-- Start Entries --

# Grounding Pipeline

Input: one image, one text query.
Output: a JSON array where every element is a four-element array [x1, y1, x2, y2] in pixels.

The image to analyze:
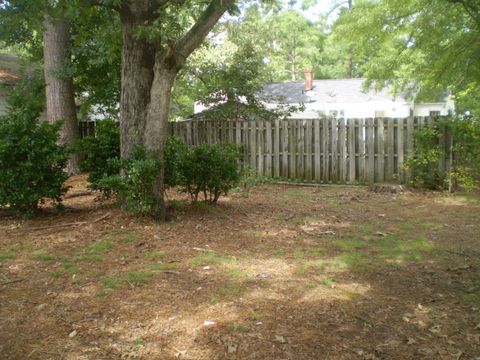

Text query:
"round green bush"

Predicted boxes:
[[0, 108, 68, 216]]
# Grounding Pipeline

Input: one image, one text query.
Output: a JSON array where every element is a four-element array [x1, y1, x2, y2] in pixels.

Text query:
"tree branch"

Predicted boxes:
[[176, 0, 235, 62], [87, 0, 121, 12]]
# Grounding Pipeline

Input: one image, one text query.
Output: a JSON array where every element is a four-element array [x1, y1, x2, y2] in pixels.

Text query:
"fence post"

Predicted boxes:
[[375, 118, 385, 182], [273, 119, 280, 178], [347, 119, 356, 183], [338, 118, 347, 183], [313, 119, 322, 182], [365, 118, 375, 183]]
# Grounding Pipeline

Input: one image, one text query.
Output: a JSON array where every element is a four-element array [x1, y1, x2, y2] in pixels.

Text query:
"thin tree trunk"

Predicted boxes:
[[43, 16, 80, 175], [145, 61, 177, 221], [120, 4, 155, 157], [290, 32, 297, 81]]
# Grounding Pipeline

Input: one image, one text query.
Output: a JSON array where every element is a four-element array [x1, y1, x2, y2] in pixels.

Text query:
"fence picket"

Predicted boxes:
[[375, 118, 385, 182], [273, 119, 280, 178], [347, 119, 356, 183], [313, 119, 322, 182]]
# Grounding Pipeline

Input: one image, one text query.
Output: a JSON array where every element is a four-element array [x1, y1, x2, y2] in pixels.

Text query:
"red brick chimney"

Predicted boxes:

-- End Entries --

■ **Given problem**
Please arrange every line of the entries above as a numbered list, skipping blank lines and leaving out the picture.

■ **Exercise result**
1. # Grounding Pipeline
2. Input: one image, one text query.
3. Output: a JSON array where every element is a four-element array [x1, y1, x2, y2] in pixels.
4. The image to analyze:
5. Text query:
6. "round green bush"
7. Predicted boxes:
8. [[0, 108, 68, 216]]
9. # Grounding Pipeline
10. Input: one image, one text query.
11. Output: a JSON array where every element is a four-element array [x1, y1, x2, y2] in pixels.
12. Text query:
13. "tree branch"
14. Predicted boxes:
15. [[176, 0, 235, 62], [87, 0, 121, 12]]
16. # Grounding Pipeline
17. Input: one image, one text query.
18. Output: a JSON array where every element is a four-element array [x1, y1, x2, y2] in pixels.
19. Text query:
20. "fence post"
21. Predicted boxes:
22. [[375, 118, 385, 182], [273, 119, 280, 178], [347, 119, 356, 183], [338, 118, 347, 183], [313, 119, 322, 182], [365, 118, 375, 183]]
23. # Grounding Pipeline
24. Input: one image, one text query.
25. Output: a JSON array where every element is a four-element array [x1, y1, x2, y2] in pixels.
26. Text query:
27. "thin tree trunk"
28. Predicted boxes:
29. [[43, 16, 80, 175], [145, 61, 177, 221], [120, 4, 155, 157], [290, 32, 297, 81]]
30. # Grounding Pipeline
31. Input: one image, one text query.
32. Output: a JSON array where every element is a four-element array [x1, y1, x2, y2] in pixels.
33. Text query:
34. "fence picket"
35. Predicted boxes:
36. [[375, 118, 385, 182], [273, 119, 280, 178], [347, 119, 356, 183], [313, 119, 322, 182]]
37. # Grounding Pipeline
38. Input: one image, one text query.
39. Output: a JSON array where every element is a four-element array [x1, y1, x2, y2] in pixels.
40. Text query:
41. "red brick chimney"
42. Predicted boxes:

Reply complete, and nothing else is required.